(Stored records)
## Begin
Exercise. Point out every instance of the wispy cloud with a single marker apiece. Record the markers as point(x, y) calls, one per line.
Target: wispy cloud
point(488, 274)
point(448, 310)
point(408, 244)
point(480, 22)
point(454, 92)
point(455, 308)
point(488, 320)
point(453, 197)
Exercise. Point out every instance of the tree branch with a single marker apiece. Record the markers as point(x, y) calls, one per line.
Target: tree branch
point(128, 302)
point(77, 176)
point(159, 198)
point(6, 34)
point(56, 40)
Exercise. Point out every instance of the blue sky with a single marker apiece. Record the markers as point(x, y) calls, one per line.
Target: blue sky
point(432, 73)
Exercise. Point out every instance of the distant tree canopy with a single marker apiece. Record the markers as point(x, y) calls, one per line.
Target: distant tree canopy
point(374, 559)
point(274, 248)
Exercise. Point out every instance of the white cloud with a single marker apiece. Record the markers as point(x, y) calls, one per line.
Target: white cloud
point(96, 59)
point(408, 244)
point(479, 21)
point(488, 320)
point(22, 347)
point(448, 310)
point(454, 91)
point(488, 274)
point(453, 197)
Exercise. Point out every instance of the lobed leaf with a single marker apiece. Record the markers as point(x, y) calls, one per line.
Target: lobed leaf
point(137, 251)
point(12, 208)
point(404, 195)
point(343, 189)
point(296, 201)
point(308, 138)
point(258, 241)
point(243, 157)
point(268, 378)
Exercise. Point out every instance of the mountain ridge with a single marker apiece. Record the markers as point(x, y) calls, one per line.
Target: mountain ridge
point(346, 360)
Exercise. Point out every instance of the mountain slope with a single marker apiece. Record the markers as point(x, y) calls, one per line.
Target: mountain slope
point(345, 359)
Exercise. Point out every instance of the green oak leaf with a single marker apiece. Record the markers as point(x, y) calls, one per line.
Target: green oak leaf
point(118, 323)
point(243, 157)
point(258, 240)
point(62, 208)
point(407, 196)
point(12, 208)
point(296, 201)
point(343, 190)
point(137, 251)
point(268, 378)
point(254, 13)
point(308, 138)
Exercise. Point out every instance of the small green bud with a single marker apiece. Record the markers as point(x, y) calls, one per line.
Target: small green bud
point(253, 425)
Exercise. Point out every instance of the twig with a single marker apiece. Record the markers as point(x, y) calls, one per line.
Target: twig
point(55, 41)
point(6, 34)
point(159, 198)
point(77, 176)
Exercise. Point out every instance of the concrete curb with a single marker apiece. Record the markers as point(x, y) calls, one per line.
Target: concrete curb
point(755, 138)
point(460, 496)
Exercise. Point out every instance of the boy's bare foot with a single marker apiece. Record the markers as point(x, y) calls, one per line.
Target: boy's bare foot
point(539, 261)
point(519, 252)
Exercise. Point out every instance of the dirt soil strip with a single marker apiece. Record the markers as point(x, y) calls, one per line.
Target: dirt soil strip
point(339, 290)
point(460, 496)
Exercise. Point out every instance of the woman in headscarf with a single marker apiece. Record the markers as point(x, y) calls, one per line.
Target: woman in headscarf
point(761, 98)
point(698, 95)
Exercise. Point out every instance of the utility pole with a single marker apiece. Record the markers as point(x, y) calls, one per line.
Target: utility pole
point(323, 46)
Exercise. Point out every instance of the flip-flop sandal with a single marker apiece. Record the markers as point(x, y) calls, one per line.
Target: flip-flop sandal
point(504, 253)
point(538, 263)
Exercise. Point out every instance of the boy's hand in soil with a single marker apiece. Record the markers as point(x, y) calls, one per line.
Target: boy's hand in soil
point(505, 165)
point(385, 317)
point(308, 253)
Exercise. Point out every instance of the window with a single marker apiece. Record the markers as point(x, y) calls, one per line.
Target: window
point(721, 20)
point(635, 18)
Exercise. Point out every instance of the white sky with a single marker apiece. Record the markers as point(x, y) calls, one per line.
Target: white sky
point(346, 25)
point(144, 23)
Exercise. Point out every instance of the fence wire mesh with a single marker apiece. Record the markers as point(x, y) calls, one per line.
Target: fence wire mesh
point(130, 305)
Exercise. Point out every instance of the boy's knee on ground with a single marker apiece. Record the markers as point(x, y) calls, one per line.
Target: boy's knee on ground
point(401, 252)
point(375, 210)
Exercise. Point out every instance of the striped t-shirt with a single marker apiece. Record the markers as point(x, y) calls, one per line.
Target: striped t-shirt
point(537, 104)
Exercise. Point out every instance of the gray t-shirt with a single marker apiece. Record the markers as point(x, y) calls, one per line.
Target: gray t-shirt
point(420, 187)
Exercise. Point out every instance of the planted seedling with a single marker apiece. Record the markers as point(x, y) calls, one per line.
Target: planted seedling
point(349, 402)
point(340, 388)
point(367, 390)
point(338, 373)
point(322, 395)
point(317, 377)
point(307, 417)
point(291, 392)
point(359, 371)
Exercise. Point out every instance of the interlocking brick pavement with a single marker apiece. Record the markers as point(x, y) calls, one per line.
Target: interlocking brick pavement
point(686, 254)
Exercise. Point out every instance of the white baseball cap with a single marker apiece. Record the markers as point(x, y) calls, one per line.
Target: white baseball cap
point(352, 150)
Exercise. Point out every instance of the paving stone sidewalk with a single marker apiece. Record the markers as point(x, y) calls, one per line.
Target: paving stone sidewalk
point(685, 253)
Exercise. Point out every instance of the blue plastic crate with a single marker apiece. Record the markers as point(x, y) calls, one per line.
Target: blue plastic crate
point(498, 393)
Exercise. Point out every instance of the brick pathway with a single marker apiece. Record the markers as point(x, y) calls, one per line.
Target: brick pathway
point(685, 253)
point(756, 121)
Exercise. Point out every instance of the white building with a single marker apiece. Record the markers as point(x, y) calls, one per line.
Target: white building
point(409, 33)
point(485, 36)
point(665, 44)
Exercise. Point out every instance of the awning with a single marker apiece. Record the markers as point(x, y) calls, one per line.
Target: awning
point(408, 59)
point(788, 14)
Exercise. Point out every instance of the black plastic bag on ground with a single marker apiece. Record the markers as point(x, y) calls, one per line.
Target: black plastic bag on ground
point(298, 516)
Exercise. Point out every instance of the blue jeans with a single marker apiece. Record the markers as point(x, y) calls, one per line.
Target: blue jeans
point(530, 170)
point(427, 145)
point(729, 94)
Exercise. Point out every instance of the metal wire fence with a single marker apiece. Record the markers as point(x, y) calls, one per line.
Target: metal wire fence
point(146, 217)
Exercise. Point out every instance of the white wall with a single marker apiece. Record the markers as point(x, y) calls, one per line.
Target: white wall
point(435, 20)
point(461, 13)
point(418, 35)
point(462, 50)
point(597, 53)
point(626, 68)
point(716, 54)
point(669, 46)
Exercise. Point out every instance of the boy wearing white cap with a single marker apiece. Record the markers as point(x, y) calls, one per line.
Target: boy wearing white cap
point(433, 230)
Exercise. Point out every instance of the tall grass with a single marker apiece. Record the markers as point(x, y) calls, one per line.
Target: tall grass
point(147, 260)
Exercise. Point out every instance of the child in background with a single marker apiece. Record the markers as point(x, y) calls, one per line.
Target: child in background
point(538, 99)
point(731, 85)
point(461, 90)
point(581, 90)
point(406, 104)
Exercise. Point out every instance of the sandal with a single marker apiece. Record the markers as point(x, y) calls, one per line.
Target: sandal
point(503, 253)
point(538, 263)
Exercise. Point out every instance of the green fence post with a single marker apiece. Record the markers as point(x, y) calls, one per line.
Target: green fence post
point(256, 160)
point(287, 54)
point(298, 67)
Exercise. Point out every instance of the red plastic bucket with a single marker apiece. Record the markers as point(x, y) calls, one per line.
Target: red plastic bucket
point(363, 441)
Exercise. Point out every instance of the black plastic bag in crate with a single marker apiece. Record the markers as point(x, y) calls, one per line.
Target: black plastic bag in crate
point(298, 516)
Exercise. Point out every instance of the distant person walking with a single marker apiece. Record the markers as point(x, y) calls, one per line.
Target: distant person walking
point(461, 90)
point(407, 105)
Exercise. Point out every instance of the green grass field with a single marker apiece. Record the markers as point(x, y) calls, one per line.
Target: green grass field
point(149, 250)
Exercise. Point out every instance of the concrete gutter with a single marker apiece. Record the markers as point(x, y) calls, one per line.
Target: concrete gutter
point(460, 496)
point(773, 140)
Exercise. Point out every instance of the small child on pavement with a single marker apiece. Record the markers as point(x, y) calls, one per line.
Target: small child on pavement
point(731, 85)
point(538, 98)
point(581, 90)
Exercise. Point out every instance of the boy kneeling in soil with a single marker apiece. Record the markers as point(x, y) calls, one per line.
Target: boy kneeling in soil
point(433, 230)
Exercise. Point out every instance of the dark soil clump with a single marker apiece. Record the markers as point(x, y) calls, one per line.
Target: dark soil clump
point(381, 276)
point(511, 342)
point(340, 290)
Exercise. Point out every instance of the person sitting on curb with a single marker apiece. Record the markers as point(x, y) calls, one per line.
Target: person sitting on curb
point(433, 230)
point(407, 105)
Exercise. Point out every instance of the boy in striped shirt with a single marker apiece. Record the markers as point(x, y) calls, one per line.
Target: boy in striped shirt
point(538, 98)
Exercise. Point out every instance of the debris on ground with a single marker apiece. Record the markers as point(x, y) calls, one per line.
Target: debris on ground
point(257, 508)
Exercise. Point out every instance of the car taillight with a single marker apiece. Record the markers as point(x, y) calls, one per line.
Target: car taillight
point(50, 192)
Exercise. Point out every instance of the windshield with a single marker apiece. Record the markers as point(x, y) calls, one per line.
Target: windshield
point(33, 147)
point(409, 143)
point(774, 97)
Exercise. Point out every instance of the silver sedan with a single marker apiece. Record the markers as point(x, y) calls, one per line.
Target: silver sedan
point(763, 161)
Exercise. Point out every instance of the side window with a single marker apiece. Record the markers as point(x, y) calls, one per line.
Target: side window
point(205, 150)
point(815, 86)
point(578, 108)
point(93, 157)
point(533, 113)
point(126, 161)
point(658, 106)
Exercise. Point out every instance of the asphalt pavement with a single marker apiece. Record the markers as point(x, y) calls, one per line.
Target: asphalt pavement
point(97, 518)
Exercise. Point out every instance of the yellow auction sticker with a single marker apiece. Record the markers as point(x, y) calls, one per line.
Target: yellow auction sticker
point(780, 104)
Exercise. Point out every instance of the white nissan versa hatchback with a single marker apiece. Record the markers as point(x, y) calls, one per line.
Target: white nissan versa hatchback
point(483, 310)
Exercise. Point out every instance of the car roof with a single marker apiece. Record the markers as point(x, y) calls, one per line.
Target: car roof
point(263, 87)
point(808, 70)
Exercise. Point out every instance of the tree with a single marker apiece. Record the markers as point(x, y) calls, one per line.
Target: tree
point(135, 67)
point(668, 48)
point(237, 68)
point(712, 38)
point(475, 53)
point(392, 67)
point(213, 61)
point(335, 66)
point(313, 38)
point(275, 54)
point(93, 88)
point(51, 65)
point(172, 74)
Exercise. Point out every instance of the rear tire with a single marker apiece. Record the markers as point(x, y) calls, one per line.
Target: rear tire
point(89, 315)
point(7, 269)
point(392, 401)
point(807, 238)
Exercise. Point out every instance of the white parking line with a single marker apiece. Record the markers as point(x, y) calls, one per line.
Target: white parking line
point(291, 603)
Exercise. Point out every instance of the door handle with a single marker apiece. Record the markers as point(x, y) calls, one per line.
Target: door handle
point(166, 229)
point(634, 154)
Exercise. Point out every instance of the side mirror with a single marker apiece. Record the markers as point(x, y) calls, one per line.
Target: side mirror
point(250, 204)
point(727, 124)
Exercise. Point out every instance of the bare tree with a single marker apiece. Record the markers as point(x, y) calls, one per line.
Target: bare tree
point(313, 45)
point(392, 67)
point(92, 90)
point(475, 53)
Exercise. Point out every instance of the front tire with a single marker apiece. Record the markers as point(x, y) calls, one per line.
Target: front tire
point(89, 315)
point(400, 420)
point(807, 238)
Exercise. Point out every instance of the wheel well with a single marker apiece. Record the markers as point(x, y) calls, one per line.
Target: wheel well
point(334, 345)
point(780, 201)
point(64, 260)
## End
▶ DIRECTIVE: Resize the stretch from the start of the items through the line containing "point(346, 360)", both ends included, and give all of those lines again, requests included. Multiply every point coordinate by 1.25 and round each to a whole number, halves up.

▶ SOLUTION:
Exercise. Point out every instance of the wispy cloud with a single marker apiece. Record the markers as point(x, y) calls, one per line.
Target: wispy cloud
point(610, 343)
point(560, 388)
point(510, 305)
point(600, 28)
point(568, 115)
point(569, 385)
point(610, 400)
point(566, 246)
Exercise. Point out every instance of the tree branch with a single marker apiece. Record the markers as point(x, y) calls, one per line.
Target: tree branch
point(160, 378)
point(96, 220)
point(199, 248)
point(8, 43)
point(70, 50)
Exercise. Point out every instance of the blue sky with a single marker apiece. Record the markers as point(x, y) calls, one per line.
Target: blue sky
point(540, 91)
Exercise. Point out every instance of the distant tree canopy with a single marker apiece. Record the markers as point(x, y) calls, one per line.
Target: distant tree canopy
point(468, 699)
point(343, 310)
Exercise. Point out every instance of the white cloud with a single marker apiece. Record the markers as point(x, y) calls, one per line.
Target: white cloud
point(120, 74)
point(510, 305)
point(599, 26)
point(610, 400)
point(28, 434)
point(560, 388)
point(568, 114)
point(610, 343)
point(566, 246)
Exercise. Point out every instance of the lobed leaf with a single marker apiece. Record the markers as point(x, y) calls, one per line.
Target: lobed leaf
point(171, 314)
point(15, 260)
point(505, 244)
point(429, 236)
point(370, 251)
point(385, 173)
point(323, 301)
point(304, 196)
point(335, 473)
Exercise. Point out every instance of the mountain ridge with a single marker apiece. Record the markers as point(x, y) calls, one per line.
Target: mountain ridge
point(433, 450)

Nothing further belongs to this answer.